◆ Required task 1
Extract every line of the records below that contains the string "frieze". Case counts.

# Selected excerpt start

Sunday, June 13, 2010

You're Drinking Too Much Coffee When..

I happened to come across this list in my documents on my computer tonight and although I cannot take credit for writing it, and I don't normally have the expected effects from coffee as I think I have become immune to caffeine, a few of them really made me laugh so I wanted to share..please enjoy responsibly!

You Know You're Drinking Too Much Coffee When..

You answer the door before people knock.
You ski uphill.
You get a speeding ticket even when you're parked.
You speed walk in your sleep.
You have a bumper sticker that says: "Coffee drinkers are good in the sack."
You haven't blinked since the last lunar eclipse.
You just completed another sweater and you don't know how to knit.
You sleep with your eyes open.
You have to watch videos in fast-forward.
The only time you're standing still is during an earthquake.
You can take a picture of yourself from ten feet away without using the timer.
You lick your coffeepot clean.
You spend every vacation visiting "Maxwell House."
You're the employee of the month at the local coffeehouse and you don't even work there.
You've worn out your third pair of tennis shoes this week.
Your eyes stay open when you sneeze.
You chew on other people's fingernails.
The nurse needs a scientific calculator to take your pulse.
Your T-shirt says, "Decaffeinated coffee is the devil's blend."
You're so jittery that people use your hands to blend their margaritas.
You can type sixty words per minute... with your feet.
You can jump-start your car without cables.
All your kids are named "Joe".
You don't need a hammer to pound nails.
Your only source of nutrition comes from "Sweet & Low."
You don't sweat, you percolate.
You've worn out the handle on your favorite mug.
You go to AA meetings just for the free coffee.
You walk twenty miles on your treadmill before you realize it's not plugged in.
You forget to unwrap candy bars before eating them.
Charles Manson thinks you need to calm down.
You've built a miniature city out of little plastic stirrers.
People get dizzy just watching you.
You've worn the finish off your coffee table.
The Taster's Choice couple wants to adopt you.
Starbucks owns the mortgage on your house.
Your taste buds are so numb you could drink your lava lamp.
You're so wired, you pick up AM radio.
People can test their batteries in your ears.
Your life's goal is to amount to a hill of beans.
Instant coffee takes too long.
You channel surf faster without a remote.
When someone says. "How are you?", you say, "Good to the last drop."

# Selected excerpt end
# Records start

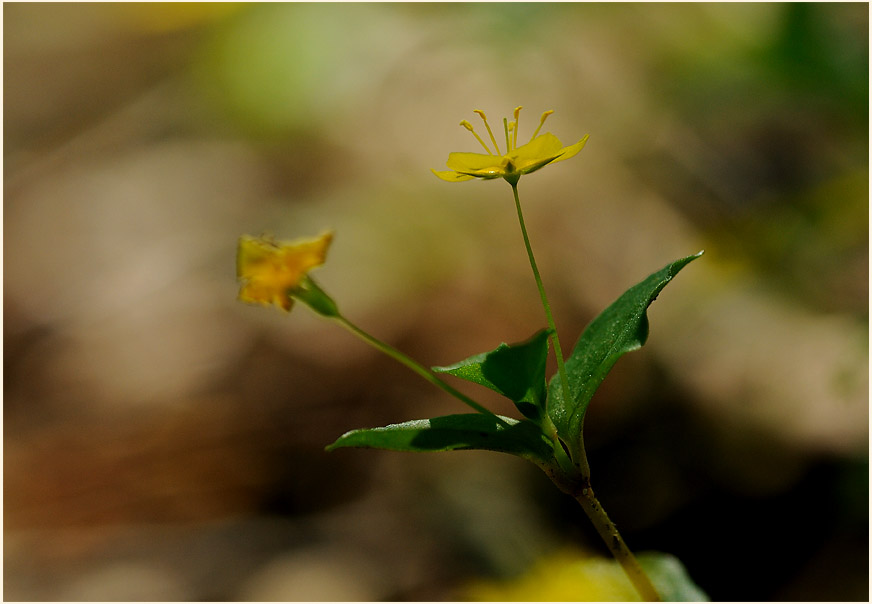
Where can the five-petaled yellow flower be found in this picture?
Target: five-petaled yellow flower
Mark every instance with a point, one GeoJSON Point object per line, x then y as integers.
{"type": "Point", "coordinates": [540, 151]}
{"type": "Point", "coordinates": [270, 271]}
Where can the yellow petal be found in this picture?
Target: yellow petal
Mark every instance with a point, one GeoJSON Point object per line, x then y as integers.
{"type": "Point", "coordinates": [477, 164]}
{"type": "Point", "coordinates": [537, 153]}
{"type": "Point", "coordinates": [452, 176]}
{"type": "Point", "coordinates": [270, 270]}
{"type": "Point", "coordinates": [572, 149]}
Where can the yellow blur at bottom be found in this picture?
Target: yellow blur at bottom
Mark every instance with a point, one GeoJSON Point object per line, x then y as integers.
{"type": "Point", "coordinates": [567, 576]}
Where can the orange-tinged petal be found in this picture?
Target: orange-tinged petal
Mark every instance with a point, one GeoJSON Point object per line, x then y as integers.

# Records end
# Records start

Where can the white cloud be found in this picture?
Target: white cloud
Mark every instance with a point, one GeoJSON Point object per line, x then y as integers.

# Records end
# Records start

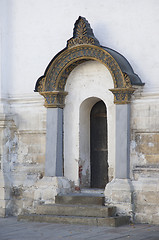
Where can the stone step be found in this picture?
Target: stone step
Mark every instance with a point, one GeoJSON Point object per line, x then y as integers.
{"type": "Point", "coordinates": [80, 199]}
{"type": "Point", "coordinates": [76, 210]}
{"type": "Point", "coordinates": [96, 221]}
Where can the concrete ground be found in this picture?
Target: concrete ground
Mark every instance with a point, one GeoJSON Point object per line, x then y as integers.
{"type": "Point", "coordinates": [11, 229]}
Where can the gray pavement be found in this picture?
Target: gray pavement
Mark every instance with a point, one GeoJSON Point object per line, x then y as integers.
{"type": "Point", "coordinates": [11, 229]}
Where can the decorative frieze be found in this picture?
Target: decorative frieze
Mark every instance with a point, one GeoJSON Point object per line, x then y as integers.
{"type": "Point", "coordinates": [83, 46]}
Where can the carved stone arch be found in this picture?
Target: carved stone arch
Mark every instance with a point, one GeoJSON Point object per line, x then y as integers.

# Records end

◆ Required task 2
From the coffee list above, quote everything from "Starbucks owns the" down to "in your ears.", word for word.

◆ Finished answer 1
Where can the decorative frieze be found in this picture?
Target: decorative frieze

◆ Finished answer 2
Starbucks owns the mortgage on your house.
Your taste buds are so numb you could drink your lava lamp.
You're so wired, you pick up AM radio.
People can test their batteries in your ears.